What is needed: Print the full listing exactly.

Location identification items
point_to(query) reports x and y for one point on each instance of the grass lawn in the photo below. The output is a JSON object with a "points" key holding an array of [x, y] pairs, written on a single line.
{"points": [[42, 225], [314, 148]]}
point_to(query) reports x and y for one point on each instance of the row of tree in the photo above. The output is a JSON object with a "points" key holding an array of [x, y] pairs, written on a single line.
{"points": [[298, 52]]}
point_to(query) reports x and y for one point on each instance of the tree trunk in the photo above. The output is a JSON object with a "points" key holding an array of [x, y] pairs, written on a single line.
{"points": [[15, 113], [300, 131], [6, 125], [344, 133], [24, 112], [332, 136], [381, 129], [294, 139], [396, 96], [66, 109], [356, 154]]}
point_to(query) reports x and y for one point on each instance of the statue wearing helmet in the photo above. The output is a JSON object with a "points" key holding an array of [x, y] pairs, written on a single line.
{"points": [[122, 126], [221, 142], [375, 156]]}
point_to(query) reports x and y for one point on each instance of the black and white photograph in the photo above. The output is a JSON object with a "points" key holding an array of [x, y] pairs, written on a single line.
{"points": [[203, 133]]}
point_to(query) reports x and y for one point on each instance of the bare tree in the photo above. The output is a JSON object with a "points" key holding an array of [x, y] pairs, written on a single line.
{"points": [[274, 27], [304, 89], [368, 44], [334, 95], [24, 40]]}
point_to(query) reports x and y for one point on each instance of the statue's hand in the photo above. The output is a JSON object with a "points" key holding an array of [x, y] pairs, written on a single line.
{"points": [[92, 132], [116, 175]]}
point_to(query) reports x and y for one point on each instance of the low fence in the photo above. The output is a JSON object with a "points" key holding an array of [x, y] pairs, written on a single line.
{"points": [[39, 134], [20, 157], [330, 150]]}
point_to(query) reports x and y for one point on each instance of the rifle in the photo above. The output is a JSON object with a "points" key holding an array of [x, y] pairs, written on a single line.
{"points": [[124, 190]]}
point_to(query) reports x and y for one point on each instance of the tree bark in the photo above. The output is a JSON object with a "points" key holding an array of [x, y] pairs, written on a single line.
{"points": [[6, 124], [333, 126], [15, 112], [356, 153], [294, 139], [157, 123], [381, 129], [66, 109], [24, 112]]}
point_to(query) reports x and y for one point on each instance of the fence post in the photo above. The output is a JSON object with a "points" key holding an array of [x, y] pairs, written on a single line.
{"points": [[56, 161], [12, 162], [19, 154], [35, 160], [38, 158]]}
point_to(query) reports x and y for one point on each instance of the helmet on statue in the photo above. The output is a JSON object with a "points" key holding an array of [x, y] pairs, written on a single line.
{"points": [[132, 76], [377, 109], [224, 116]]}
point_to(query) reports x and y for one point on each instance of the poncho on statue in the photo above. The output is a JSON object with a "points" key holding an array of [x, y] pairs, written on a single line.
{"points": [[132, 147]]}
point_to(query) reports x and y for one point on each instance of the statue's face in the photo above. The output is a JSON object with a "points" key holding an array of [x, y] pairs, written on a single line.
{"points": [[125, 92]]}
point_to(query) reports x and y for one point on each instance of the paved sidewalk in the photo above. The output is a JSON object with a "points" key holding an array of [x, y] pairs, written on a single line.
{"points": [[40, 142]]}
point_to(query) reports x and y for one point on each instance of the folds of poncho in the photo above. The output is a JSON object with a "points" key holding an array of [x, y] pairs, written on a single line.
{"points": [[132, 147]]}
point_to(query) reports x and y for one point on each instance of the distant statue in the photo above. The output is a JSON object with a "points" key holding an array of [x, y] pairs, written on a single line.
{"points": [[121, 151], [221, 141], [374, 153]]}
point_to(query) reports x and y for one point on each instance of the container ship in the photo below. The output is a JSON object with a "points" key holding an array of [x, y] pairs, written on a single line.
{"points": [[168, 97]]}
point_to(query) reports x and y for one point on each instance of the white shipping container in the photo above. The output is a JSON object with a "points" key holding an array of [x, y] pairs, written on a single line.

Result:
point_to(query) reports x and y for one point on each instance of the grass lawn in the photo below. The output is a JSON object with a "points" key holding an array of [x, y] pairs, written on a single line.
{"points": [[42, 225], [314, 148]]}
point_to(query) reports x and y for one point on each instance of the row of tree in the photo above. The output is a JSON object with a "points" key holding an array of [x, y] pairs, written on a single line.
{"points": [[298, 52]]}
point_to(query) reports x and y for one point on each instance of the tree trunk in the photo above. The output is a JSON object with a "points" key holding an array of [x, y] pairs, written on a single line.
{"points": [[15, 113], [300, 131], [6, 125], [344, 133], [24, 112], [332, 136], [381, 129], [294, 139], [396, 96], [66, 109], [356, 154]]}
point_to(query) reports x and y for one point on each instance of the statue wearing helmet in the photo above. The output is a JSON object with a "points" key holding an array of [x, y] pairs, written on a single line.
{"points": [[122, 126], [221, 142], [375, 156]]}
point_to(query) reports x and y for one point on each instance of the black and white photograph in the photo above. The output is a JSON object with a "points" key holding an array of [x, y] pairs, written on a single line.
{"points": [[203, 133]]}
point_to(query) reports x and y for one point on each instance of the bare tree in the photo above. The output is a JSON object with a "points" key holding an array of [x, y] pairs, written on a single line.
{"points": [[274, 27], [304, 89], [368, 44], [334, 95], [24, 40]]}
point_to(query) reports x and y for one point on each instance of the statue's hand in the photo above. The output is a JSON object with a "points" key holding an array of [x, y] pairs, written on a single line.
{"points": [[92, 132], [116, 175]]}
point_to(query) reports x and y for one point on each instance of the low fence in the photo above. The output is a JSON object with a "points" key holding an array of [x, y] pairs, written on a single line.
{"points": [[39, 134], [20, 157], [330, 150]]}
point_to(query) reports x and y for one point on each instance of the rifle in the photo above. The output is a JSON object with a "points" key holding an array of [x, y] pairs, written on a single line.
{"points": [[124, 190]]}
point_to(query) reports x and y for one point on each instance of the tree bark in the photo above. The output is a JSON object with a "points" key holding an array of [x, y] pairs, written on a single line.
{"points": [[6, 124], [333, 126], [15, 112], [356, 153], [294, 139], [157, 123], [381, 129], [66, 109], [24, 112]]}
point_to(query) reports x and y for one point on each instance of the fence post in the photo above. The output is a JSON object with a "points" key holding an array of [x, y] pairs, written on a single line.
{"points": [[56, 161], [12, 162], [19, 154], [35, 160], [38, 158]]}
point_to(query) reports x and y for one point on each instance of the helmet on statue in the photo above. The output is a JSON object with a "points" key holding an array of [x, y] pairs, written on a single line.
{"points": [[132, 76], [377, 109], [224, 116]]}
point_to(query) reports x and y for one point on each instance of the poncho on statue in the photo above. The output is a JSON object with a "points" key holding an array of [x, y] pairs, written on a single line.
{"points": [[132, 147]]}
point_to(query) reports x and y for one point on each instance of the statue's face in the photo above. The output is a JSON object with a "points" key holding an array of [x, y] pairs, written on a single line.
{"points": [[125, 92]]}
point_to(query) reports x and y for one point on each instance of the paved sidewalk in the photo above. The output is a JSON object with a "points" key holding an array of [x, y] pairs, written on a single line.
{"points": [[40, 142]]}
point_to(query) reports x and y for one point on each instance of the folds of poncho in the photo above. The output is a JSON object with a "points" key holding an array of [x, y] pairs, written on a single line.
{"points": [[132, 147]]}
point_to(query) reports x and y for one point on each instance of the distant statue in the photo above. The output is a JSON object with a "points" key holding an array of [x, y] pairs, written on a single line.
{"points": [[121, 151], [221, 141], [374, 153]]}
point_to(query) reports x and y for one point on each instance of the container ship in the photo below. The output is a JSON object with a "points" key holding an array of [x, y] pairs, written on a single line.
{"points": [[168, 97]]}
point_to(query) reports x and y for one point on each instance of the white shipping container in the photo above. The output is a JSON object with a "points" key holding an array of [x, y] pairs, written on a single line.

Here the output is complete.